EXERCISE GOAL: Give the count of lines in the data that include "retaining", with no other words.
SUPPLIED DATA START
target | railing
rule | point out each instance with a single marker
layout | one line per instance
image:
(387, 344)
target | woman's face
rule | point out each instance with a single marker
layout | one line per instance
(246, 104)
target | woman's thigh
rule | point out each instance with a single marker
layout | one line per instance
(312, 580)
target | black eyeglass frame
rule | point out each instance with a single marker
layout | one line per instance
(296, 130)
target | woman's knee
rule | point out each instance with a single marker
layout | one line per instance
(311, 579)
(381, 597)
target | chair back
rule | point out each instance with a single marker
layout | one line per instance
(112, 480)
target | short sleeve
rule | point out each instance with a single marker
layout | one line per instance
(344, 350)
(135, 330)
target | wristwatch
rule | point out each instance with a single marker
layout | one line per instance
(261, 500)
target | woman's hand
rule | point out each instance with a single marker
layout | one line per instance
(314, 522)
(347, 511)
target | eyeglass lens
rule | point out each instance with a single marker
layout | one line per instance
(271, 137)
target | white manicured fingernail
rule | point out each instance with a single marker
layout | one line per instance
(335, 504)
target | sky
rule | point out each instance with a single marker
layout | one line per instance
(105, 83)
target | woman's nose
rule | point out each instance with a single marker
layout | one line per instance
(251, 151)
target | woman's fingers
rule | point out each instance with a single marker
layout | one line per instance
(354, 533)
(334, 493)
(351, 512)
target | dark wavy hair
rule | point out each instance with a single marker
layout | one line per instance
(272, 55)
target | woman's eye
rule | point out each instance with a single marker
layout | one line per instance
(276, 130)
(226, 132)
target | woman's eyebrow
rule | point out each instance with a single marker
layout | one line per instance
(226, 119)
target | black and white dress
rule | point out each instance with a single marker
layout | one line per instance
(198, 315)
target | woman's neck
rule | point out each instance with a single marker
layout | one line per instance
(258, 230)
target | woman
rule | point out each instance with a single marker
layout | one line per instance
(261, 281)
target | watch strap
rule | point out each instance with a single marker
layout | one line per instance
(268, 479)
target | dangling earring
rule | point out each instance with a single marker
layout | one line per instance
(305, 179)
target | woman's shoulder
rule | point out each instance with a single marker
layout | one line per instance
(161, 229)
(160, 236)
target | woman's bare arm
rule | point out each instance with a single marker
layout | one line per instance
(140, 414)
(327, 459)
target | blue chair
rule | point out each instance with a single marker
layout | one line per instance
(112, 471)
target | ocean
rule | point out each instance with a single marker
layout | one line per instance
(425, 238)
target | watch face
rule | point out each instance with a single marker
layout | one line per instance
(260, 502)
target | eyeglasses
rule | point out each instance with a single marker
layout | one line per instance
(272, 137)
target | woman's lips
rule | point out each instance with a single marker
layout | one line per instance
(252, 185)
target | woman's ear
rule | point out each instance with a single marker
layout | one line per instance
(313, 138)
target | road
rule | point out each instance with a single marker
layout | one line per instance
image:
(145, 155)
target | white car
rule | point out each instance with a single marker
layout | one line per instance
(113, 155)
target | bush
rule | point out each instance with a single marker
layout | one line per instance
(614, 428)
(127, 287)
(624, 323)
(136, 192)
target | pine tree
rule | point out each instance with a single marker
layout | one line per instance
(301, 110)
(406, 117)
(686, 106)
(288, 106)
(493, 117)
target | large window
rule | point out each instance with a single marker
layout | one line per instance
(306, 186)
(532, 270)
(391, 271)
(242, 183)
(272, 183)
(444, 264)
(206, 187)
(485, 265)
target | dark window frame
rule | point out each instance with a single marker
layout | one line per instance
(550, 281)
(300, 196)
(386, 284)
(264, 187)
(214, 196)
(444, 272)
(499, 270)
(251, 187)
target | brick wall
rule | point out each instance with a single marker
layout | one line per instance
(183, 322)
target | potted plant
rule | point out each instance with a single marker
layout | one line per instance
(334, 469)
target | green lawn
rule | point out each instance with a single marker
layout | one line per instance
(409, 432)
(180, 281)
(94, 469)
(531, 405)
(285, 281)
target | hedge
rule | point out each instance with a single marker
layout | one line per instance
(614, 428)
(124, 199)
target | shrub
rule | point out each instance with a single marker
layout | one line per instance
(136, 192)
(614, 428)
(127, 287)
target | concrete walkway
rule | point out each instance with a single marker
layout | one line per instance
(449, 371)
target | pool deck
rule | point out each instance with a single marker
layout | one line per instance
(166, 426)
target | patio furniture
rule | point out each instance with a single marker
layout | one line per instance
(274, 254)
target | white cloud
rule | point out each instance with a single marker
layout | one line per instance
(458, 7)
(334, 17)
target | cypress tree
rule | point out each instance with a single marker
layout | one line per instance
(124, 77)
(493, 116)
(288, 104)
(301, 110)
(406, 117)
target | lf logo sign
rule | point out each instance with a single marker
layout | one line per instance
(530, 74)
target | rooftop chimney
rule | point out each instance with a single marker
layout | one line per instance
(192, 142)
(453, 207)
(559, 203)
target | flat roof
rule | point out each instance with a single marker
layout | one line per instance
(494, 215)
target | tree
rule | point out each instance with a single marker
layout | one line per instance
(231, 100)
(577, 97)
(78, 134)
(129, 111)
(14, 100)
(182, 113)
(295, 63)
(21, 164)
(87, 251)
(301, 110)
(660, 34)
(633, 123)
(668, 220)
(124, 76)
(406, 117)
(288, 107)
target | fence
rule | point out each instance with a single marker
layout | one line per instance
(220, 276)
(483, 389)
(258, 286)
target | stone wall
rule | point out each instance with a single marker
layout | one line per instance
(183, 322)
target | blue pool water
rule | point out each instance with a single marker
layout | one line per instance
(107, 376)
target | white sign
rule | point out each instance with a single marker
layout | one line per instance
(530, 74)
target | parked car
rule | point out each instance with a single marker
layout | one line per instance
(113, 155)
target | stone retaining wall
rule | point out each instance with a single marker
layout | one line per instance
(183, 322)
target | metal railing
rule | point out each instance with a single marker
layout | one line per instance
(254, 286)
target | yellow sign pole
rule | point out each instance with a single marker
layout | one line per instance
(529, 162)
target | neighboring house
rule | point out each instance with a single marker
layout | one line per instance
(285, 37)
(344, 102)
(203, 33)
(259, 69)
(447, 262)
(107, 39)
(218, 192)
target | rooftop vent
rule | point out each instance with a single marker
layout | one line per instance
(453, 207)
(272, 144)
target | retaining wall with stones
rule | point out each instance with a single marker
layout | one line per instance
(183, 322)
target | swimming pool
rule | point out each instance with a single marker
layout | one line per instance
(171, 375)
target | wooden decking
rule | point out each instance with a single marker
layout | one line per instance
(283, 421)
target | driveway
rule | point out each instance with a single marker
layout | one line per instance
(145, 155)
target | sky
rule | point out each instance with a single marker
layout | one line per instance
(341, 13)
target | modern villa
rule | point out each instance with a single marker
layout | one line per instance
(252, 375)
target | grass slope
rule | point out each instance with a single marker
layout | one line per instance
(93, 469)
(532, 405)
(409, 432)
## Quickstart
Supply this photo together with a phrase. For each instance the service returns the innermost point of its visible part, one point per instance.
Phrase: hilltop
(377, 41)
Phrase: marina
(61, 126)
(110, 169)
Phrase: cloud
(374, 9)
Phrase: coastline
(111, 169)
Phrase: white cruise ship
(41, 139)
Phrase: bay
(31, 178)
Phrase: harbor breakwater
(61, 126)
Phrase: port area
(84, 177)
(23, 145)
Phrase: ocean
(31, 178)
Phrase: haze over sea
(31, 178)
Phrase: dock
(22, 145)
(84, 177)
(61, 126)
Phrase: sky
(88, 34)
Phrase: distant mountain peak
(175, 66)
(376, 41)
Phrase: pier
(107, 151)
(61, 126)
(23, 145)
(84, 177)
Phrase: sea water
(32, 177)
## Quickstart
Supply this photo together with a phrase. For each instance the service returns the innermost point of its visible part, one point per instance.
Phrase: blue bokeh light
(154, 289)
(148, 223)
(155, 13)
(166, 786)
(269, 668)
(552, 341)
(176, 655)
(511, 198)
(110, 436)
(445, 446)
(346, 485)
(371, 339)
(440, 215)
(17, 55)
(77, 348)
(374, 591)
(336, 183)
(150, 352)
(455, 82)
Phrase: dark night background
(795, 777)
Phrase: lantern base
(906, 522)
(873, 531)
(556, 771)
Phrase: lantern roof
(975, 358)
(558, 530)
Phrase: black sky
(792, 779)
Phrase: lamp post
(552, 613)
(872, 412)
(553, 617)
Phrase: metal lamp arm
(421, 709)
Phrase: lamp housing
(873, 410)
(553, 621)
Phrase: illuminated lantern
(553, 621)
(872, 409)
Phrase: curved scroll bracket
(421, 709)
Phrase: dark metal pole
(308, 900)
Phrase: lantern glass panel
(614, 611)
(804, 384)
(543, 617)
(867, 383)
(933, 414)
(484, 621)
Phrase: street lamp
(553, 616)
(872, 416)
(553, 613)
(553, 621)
SUPPLIED DATA END
SOLUTION TO THIS PROBLEM: 2